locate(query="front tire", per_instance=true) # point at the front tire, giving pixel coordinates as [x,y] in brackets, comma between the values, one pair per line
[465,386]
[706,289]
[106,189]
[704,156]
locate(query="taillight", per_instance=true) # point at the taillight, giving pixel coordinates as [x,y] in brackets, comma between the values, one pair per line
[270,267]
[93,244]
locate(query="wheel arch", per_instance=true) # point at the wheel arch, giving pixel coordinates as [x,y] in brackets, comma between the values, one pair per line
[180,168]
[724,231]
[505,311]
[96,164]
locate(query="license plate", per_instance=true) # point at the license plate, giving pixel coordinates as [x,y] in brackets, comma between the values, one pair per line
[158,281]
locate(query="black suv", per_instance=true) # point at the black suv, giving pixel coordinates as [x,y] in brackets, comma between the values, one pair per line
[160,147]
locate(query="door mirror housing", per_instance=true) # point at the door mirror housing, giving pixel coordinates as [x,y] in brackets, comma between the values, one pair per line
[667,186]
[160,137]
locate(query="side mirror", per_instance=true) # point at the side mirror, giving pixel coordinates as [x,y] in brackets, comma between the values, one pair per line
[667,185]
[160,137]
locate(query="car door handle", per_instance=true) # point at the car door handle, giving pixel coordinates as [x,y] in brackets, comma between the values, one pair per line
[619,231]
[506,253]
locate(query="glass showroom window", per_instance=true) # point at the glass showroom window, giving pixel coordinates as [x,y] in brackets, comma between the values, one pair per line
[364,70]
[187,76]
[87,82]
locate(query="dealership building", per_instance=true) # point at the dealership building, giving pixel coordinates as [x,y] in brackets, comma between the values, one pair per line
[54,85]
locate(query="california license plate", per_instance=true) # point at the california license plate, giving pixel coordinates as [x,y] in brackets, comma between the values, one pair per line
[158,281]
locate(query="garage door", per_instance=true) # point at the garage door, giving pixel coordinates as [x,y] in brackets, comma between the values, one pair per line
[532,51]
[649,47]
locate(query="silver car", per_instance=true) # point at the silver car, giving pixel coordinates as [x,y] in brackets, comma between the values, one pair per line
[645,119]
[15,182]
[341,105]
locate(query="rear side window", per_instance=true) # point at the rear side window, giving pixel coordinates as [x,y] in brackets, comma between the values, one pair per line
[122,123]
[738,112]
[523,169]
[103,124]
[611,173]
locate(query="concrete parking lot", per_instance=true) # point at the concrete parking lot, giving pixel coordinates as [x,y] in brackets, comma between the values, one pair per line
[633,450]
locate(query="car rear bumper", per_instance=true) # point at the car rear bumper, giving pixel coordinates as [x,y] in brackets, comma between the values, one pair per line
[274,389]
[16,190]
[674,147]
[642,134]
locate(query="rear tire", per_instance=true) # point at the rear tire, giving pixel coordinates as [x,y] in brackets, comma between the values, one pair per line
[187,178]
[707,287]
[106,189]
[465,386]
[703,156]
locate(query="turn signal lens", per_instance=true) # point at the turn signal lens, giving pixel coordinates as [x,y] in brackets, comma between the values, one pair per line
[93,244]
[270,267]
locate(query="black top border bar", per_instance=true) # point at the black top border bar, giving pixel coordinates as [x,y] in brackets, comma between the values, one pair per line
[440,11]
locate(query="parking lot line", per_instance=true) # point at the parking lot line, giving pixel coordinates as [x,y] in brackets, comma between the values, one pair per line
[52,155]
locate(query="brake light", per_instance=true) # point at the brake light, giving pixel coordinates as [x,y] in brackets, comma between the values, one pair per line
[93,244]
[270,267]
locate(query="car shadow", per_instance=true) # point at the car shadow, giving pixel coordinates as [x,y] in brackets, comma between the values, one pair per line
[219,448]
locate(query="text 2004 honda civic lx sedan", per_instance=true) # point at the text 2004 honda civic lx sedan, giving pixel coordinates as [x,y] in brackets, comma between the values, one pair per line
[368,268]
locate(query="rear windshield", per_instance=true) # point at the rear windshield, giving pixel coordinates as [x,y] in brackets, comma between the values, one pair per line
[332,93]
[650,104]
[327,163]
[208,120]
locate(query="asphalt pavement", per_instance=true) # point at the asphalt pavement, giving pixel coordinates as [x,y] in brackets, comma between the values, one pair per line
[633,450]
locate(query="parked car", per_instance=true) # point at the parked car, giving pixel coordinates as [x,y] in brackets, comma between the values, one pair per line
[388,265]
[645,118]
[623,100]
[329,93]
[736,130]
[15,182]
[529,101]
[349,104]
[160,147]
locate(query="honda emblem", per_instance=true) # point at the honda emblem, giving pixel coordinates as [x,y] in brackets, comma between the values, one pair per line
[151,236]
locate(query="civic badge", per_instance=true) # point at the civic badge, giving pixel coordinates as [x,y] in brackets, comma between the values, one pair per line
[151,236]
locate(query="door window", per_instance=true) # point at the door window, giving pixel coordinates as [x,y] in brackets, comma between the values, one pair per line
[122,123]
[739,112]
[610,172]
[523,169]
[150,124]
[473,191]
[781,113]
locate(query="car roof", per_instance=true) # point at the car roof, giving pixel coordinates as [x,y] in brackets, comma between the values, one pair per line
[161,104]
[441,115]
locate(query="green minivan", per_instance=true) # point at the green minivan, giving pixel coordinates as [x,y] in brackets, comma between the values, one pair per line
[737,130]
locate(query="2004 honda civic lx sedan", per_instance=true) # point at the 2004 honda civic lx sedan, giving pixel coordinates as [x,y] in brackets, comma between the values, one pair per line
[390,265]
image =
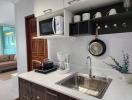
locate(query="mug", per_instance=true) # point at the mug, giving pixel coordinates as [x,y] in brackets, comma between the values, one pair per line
[85,16]
[97,15]
[77,18]
[112,12]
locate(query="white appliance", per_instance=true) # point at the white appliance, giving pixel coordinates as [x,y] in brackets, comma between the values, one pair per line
[52,26]
[58,25]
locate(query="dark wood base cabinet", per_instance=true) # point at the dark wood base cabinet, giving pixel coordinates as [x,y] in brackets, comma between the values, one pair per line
[32,91]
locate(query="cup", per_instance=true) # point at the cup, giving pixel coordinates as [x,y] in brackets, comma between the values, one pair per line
[77,18]
[98,15]
[85,16]
[112,12]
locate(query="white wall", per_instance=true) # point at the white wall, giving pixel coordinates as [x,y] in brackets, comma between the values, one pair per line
[22,9]
[78,48]
[7,15]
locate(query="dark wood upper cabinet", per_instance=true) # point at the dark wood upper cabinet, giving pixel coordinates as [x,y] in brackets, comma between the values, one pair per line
[36,48]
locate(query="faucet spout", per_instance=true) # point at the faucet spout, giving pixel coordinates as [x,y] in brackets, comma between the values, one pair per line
[89,62]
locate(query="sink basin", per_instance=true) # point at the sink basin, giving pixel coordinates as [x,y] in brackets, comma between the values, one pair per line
[95,86]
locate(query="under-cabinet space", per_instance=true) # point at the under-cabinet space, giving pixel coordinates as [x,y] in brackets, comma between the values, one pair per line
[80,28]
[32,91]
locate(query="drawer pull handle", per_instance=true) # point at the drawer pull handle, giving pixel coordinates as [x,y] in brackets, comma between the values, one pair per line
[72,1]
[38,97]
[47,11]
[52,94]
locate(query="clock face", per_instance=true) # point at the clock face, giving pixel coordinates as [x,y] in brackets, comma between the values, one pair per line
[96,48]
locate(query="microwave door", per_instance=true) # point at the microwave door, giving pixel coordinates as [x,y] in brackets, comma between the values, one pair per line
[53,25]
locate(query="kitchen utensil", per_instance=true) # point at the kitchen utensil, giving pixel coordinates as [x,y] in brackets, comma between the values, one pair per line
[47,65]
[97,47]
[85,16]
[77,18]
[127,4]
[63,59]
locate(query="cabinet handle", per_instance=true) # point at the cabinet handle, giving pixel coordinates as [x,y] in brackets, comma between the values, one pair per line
[38,97]
[73,1]
[47,11]
[52,94]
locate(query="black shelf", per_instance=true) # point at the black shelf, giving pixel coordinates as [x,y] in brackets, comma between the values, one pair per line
[125,15]
[118,23]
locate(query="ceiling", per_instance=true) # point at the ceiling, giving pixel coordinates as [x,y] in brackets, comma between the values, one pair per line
[12,1]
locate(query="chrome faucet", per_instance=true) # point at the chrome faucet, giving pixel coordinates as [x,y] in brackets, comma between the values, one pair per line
[89,61]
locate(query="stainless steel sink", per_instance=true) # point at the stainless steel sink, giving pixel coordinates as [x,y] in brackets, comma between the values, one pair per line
[95,86]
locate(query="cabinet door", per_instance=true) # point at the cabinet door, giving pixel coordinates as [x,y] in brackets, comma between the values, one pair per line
[51,95]
[38,92]
[68,3]
[42,7]
[24,90]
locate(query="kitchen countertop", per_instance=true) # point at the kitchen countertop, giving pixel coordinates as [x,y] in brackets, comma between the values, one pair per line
[118,88]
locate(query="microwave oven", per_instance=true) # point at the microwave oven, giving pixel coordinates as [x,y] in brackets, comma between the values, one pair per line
[52,26]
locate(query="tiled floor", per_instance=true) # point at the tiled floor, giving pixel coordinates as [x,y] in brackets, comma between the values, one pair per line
[8,86]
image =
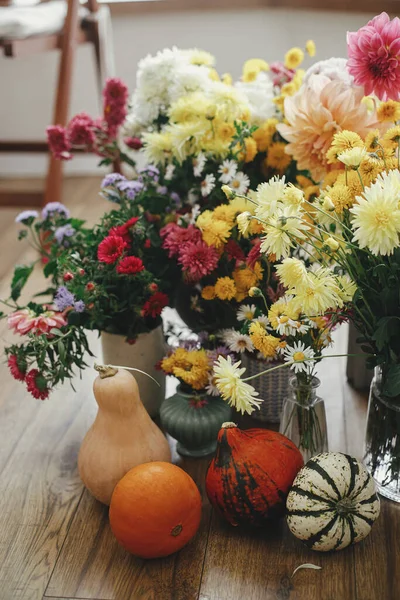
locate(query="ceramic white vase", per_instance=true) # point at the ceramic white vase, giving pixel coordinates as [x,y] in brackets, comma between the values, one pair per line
[144,354]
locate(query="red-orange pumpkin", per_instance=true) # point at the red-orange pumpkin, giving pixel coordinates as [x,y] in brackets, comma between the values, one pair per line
[251,475]
[155,510]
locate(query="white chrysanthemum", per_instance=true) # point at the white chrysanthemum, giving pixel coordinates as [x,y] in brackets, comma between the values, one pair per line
[187,80]
[353,157]
[199,162]
[240,342]
[260,94]
[269,196]
[297,356]
[240,183]
[228,170]
[283,231]
[333,68]
[376,218]
[236,392]
[169,171]
[207,185]
[246,312]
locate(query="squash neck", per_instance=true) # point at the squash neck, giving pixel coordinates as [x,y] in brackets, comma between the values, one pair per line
[105,371]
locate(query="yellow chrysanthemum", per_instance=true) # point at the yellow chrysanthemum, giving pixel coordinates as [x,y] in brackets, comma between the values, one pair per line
[264,134]
[342,141]
[262,341]
[341,197]
[277,157]
[310,48]
[225,288]
[216,233]
[293,58]
[208,292]
[372,140]
[389,111]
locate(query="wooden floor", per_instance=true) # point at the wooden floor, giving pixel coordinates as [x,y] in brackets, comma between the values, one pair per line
[55,541]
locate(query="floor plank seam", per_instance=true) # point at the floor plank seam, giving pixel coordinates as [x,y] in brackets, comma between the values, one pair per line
[62,546]
[205,554]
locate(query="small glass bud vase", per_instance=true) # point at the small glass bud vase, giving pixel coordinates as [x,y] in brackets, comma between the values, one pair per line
[303,417]
[382,439]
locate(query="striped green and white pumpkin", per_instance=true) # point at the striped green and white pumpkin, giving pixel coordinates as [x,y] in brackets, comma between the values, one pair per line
[333,502]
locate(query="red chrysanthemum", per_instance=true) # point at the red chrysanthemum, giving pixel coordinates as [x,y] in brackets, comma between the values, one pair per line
[198,259]
[111,248]
[234,251]
[254,254]
[374,57]
[123,230]
[17,367]
[36,384]
[175,236]
[154,305]
[130,265]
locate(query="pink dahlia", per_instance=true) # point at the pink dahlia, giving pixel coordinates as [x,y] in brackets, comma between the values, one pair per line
[374,57]
[175,237]
[130,265]
[25,321]
[198,259]
[315,113]
[36,384]
[111,248]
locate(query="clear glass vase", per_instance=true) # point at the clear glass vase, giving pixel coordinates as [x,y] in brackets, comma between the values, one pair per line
[382,439]
[303,417]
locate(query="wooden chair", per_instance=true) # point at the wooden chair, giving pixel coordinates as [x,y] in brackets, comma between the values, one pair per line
[75,28]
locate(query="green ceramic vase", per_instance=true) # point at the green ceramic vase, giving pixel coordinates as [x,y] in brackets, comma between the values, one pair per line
[194,420]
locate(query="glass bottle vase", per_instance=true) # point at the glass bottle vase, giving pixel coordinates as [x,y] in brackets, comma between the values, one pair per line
[382,439]
[303,417]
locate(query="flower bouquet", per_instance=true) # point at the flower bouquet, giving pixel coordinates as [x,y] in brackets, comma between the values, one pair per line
[113,278]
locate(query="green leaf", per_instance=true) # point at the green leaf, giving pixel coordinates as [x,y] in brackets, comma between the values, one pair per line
[391,383]
[21,276]
[387,327]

..............................

▸ **WHAT IS REQUIRED**
Write out exactly the lines of the entries above that run from the line containing "red chrysanthemum, giving" through the last line, including both.

▸ **FULL OUTPUT**
locate(query="red chrysanthemum", per_instance=true) # point at the red chrysanthemum, giving pixel coordinates as [x,y] in brackets, comma between the values, one pair per line
[198,259]
[111,248]
[234,251]
[254,254]
[374,57]
[123,230]
[17,367]
[36,384]
[175,236]
[154,305]
[130,265]
locate(query="pink dahlia", per_instance=true) # point at the pink dahlia, giving pixel coordinates as [x,y] in brackets, comma between the values, one pair per line
[374,57]
[175,237]
[130,265]
[25,321]
[198,259]
[315,113]
[36,384]
[111,248]
locate(query="clear glass vase", per_instance=true) # point at the clear glass vase, giving pixel coordinates as [x,y] in brackets, comma between the values, one pair per line
[382,439]
[303,417]
locate(query="wooden chair", per_instance=true) # point at the wooden chair, giving pixel coordinates as [x,y] in brackets, comma between the values, one pair per line
[75,28]
locate(query="green ceramic vase", per_instance=true) # point at the green ceramic vase, giving pixel coordinates as [x,y] in brackets, comma between the values, one pair per line
[194,420]
locate(query="glass bottle vase", per_instance=true) # point at the glass bottle vase, giving pixel coordinates as [x,y] in brackets, comma between the values, one pair per line
[382,439]
[303,417]
locate(query="flower bouquet", per_instance=true) # point at the flower bouquet, giving pixel coordinates as [x,y] in brackets, comma between the values, one pair per line
[113,278]
locate(query="green leaf", per_instance=true) # point at the green leaf, giving pixel coordinates as [x,y] in brackets, comma between the values, one pair per line
[391,383]
[21,276]
[387,327]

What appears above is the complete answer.